▶ _USING THE INFORMATION_
A. In the packaging and plastics abstracts, give the passage again, beginning at the words "Too often, we" and stopping after the words "complimentary to recycling.", and replace "rigorous" with "thorough".
B. In the packaging and plastics abstracts, what is the smallest amount of additive claimed to make ordinary commodity plastics landfill biodegradable?
C. Continue the packaging and plastics abstracts from the point where they end.

START PROVIDED PASSAGE

Packaging as a Waste Reducer

Rachael Hopkins, March 2010

Too often, we think of packaging as waste and as something that we need to eliminate altogether. In a global society, where we are becoming more efficient with our food and goods production, we need to broaden our view of packaging and understand how it, if carefully designed, can reduce waste. There are more and more choices on the type of packaging for consumer products including bio-based plastic packaging, recycled content packaging and compostable materials. How do we then decide what type of packaging to use for our products and how do we make the best choice for our brands? This discussion will introduce the idea that packaging can be a waste reducer and present the idea that, in order to truly reduce waste, we must have a more rigorous understanding of the function of packaging. It will also delve into alternative end-of-life options that are complimentary to recycling.

Landfill Biodegradation of Conventional Synthetic Polymer Using BIOchem Organometallic Additives

J. Schleicher, Jr., March 2010

A variety of anaerobic landfill microbes are shown to be able to metabolize conventional synthetic polymer compositions such as PVC plastisol signage film, EVA sheets, and expanded polystyrene and polyvinyl chloride foam containing BIOchem organotitanate or organozirconate additives that provide hydrophilic points of attack, but do not catalyze degradation during service in an aerobic environment. What is claimed is that ordinary commodity plastics such as PVC, PS, PP and EVA can be rendered landfill biodegradable with as little as 1 phr of the subject additive under anaerobic landfill conditions while performing equal or better than controls under normal use having aerobic conditions such as oxygen and light. The technology will be shown to make it possible to render synthetic polymers sustainable while having inherently more robust properties than biobased polymers. Application considerations will be presented as to recommended dosages, various additive forms, optimal extrusion conditions, and possible interference mechanisms with other additives such as zinc based stabilizers that interfere with the efficiency of the anaerobic microbe’s ability to eat the plastic.

END PROVIDED PASSAGE
START RECORD SET

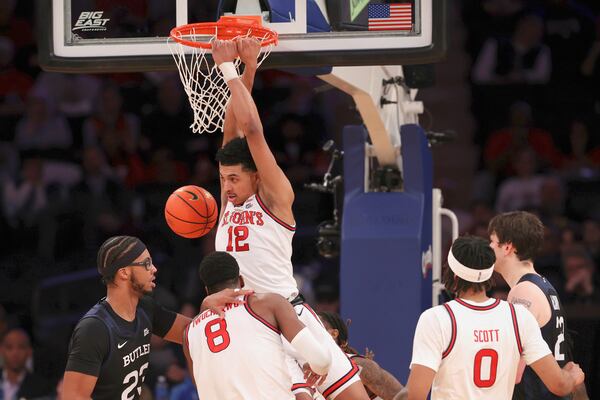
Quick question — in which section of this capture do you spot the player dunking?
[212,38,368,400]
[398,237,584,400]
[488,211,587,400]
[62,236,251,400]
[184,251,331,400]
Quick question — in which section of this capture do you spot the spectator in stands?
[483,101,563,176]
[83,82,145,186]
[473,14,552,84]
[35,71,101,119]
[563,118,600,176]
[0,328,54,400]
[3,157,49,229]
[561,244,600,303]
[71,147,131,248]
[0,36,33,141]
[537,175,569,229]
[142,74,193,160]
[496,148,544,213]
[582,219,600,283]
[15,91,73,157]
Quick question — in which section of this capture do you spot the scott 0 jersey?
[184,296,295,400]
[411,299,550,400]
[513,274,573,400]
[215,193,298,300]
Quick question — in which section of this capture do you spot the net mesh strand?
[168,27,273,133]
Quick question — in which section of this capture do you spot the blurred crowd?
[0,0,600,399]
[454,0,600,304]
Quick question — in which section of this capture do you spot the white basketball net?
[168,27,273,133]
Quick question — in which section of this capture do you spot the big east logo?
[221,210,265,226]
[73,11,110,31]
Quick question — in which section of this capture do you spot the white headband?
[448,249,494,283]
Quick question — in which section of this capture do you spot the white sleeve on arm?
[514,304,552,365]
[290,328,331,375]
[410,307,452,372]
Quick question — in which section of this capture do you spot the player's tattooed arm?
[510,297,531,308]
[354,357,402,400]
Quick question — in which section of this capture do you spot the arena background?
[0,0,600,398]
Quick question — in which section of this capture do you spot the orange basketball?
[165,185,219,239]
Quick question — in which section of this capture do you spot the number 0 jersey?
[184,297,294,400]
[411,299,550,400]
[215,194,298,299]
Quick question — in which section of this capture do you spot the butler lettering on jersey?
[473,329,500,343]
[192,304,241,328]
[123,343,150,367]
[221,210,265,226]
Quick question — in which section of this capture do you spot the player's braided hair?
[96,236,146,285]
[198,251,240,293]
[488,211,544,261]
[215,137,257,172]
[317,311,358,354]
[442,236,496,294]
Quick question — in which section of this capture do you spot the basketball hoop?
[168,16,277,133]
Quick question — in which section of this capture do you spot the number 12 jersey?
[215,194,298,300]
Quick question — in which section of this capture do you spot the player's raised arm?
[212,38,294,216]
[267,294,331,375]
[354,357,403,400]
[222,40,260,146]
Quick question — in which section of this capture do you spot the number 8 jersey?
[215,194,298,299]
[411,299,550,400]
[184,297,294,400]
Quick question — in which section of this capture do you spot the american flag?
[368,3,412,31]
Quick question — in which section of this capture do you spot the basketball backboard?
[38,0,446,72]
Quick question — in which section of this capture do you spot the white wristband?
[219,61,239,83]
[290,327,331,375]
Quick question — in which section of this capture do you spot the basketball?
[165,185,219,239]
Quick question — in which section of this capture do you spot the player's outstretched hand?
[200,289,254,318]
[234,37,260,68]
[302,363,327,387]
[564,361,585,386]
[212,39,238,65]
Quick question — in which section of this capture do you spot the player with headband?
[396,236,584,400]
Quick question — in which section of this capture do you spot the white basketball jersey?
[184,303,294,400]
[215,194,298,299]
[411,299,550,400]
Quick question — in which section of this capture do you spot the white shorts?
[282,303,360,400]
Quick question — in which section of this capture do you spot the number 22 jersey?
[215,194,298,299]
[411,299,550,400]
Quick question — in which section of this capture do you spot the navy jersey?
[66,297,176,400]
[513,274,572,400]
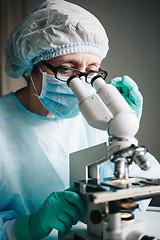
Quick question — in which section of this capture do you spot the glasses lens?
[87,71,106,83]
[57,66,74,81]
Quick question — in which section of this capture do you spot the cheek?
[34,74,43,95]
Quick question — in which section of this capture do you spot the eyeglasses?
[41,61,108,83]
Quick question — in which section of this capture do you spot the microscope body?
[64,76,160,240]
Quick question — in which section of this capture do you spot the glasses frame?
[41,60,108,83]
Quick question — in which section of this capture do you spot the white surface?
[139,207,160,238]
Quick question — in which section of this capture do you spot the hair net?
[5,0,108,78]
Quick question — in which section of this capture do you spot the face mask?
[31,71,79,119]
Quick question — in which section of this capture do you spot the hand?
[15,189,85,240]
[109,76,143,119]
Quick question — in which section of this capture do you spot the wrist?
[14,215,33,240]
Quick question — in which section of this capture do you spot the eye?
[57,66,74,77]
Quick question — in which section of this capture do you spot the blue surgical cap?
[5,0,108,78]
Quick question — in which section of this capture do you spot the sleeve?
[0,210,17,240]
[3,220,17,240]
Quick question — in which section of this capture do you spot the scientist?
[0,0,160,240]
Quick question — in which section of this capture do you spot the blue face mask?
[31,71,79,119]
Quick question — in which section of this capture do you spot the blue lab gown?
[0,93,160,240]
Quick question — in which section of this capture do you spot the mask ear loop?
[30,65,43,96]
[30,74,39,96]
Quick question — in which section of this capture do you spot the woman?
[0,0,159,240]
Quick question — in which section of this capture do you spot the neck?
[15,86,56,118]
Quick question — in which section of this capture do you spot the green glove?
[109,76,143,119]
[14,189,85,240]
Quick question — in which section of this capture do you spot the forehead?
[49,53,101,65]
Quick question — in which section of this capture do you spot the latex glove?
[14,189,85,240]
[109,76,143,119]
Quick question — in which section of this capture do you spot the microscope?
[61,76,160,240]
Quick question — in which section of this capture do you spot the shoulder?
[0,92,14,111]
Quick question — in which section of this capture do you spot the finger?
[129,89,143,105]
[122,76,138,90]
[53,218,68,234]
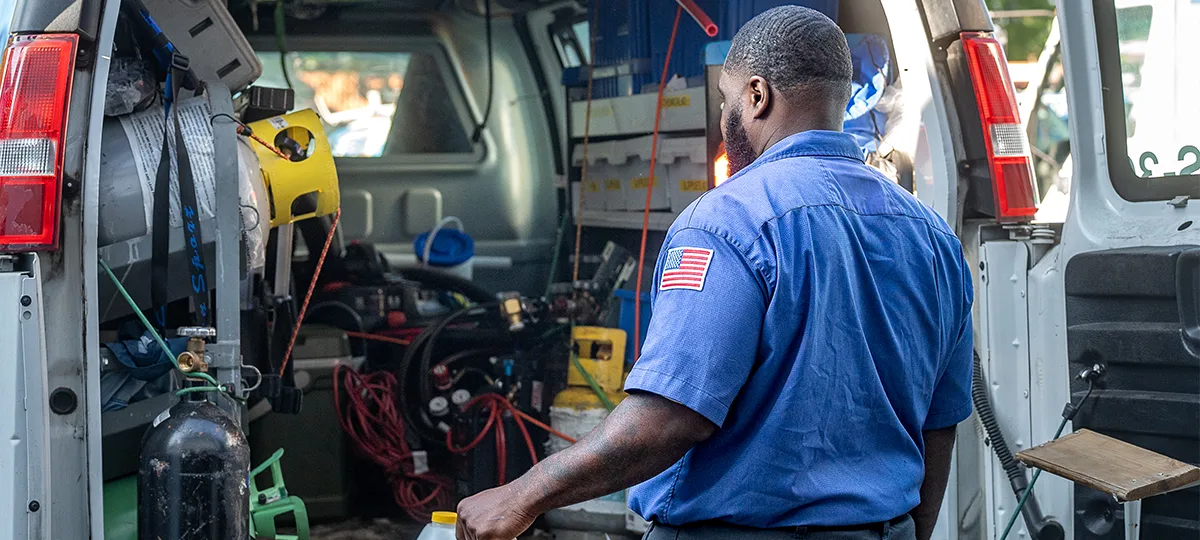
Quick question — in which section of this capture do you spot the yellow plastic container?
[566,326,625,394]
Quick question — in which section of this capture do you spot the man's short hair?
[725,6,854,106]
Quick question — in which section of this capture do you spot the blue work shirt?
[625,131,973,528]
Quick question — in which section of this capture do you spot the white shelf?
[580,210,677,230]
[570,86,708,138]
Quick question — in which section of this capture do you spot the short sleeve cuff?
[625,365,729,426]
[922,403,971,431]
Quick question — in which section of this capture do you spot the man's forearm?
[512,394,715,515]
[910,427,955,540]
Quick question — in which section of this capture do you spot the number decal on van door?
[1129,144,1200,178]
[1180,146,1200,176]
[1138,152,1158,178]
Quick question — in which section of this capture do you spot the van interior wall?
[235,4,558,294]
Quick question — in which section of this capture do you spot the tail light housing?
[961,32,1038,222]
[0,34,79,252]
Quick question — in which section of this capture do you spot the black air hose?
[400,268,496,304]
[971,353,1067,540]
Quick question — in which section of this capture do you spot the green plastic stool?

END RECORD SET

▶ _RESULTS FOR EACH TASK_
A.
Too often, we think of packaging as waste and as something that we need to eliminate altogether. In a global society, where we are becoming more efficient with our food and goods production, we need to broaden our view of packaging and understand how it, if carefully designed, can reduce waste. There are more and more choices on the type of packaging for consumer products including bio-based plastic packaging, recycled content packaging and compostable materials. How do we then decide what type of packaging to use for our products and how do we make the best choice for our brands? This discussion will introduce the idea that packaging can be a waste reducer and present the idea that, in order to truly reduce waste, we must have a more thorough understanding of the function of packaging. It will also delve into alternative end-of-life options that are complimentary to recycling.

B. As little as 1 phr of the additive.

C.
Recycling Post Consumer Plastic Automotive Fascia

Ananda Ponnusamy, Barry Watson, Dean Eberhardt and Jayme Dood, March 2010

In this World we are facing many environmental issues and one of the most visible is plastic solid waste pollution going into our landfills. Contained in this plastic solid waste feed-stream are automobile fascias that are not repairable or useable by the primary or secondary markets. These unusable fascias are presently being collected by MRC Polymers. The Fascias are processed to reclaim the thermoplastic raw material. The thermoplastic is then compounded into pellets to meet the customer’s requirement for various applications. The process includes sorting where the material is segregated into different types of plastics. Then the sorted parts are reduced in size through a shredding and grinding process. Following the size reduction, the material is passed through a non-chemical washing process to remove paint from the fascia regrind. Then the washed regrind is transferred to be compounded into various products. In the compounding process, the properties of the product are improved by utilizing additives when necessary. The final compounded plastic resin enables molders to produce first quality products. This recycled product replaces virgin thermoplastic resin providing a cost savings, reducing the use of energy, and lowering the landfill waste. MRC will present an overview of this process of Sorting, Grinding, Washing and Compounding and its application in automotive industry. MRC will also show the property improvement throughout the process that meets the customer requirement for a specific application.